Work required: Turn the part of the records below that opens with the line containing "of the fence" and runs through the end of the records into a Markdown table. Use the columns Row and Line, and leave out any blank lines.

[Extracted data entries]
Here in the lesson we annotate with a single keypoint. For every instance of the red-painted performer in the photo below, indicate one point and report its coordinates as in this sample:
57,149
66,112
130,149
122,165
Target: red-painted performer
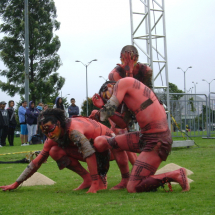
129,67
131,155
68,142
154,140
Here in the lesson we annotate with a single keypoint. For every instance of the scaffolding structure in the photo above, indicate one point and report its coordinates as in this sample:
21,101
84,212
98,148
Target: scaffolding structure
148,34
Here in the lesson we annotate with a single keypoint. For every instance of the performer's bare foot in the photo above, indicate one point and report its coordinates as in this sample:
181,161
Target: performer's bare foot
94,187
121,185
182,179
84,185
102,185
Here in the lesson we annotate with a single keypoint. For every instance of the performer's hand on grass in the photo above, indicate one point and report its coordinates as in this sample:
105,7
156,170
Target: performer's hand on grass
95,115
128,60
10,187
97,101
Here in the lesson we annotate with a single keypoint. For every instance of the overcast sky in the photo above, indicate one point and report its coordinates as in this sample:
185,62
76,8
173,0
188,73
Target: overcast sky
98,29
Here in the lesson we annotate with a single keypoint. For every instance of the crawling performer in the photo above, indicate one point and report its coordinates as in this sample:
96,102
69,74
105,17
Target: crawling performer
129,67
131,155
154,140
67,143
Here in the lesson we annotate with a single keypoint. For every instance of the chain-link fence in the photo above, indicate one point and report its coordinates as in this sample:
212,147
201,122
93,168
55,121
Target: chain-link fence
193,114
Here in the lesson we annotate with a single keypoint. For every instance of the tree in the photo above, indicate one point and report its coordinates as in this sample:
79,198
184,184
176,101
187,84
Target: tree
91,107
43,46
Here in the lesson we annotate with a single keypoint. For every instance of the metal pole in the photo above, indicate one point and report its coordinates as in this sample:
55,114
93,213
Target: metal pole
167,77
86,91
26,53
131,20
185,104
209,130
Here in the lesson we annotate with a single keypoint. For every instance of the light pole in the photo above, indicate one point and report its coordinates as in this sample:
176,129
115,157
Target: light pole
65,95
185,90
209,83
195,88
86,65
102,77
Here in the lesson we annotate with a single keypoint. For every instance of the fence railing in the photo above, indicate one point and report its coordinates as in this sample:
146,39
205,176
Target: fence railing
194,114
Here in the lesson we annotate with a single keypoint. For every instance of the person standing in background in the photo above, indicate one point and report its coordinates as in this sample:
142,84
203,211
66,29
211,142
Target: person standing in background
1,124
4,130
73,110
31,120
40,106
23,125
12,122
45,107
59,104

The response:
| Row | Line |
|---|---|
| 1 | Here in the lesson we annotate with a single keypoint. For every instance of the fence railing in the photo above, indicate one point and report its coordinates as in this sample: |
| 2 | 146,39 |
| 3 | 205,176 |
| 4 | Target: fence railing |
| 5 | 194,114 |
| 6 | Here in the lesson we annotate with a single keypoint. For every instance of the person standing in background in the photo above, indicate one point and report its coordinates as in this sample: |
| 7 | 142,84 |
| 8 | 203,211 |
| 9 | 66,29 |
| 10 | 211,142 |
| 11 | Target: person standing in background |
| 12 | 1,124 |
| 13 | 4,130 |
| 14 | 73,110 |
| 15 | 31,120 |
| 16 | 40,106 |
| 17 | 23,125 |
| 18 | 12,122 |
| 19 | 45,107 |
| 20 | 59,104 |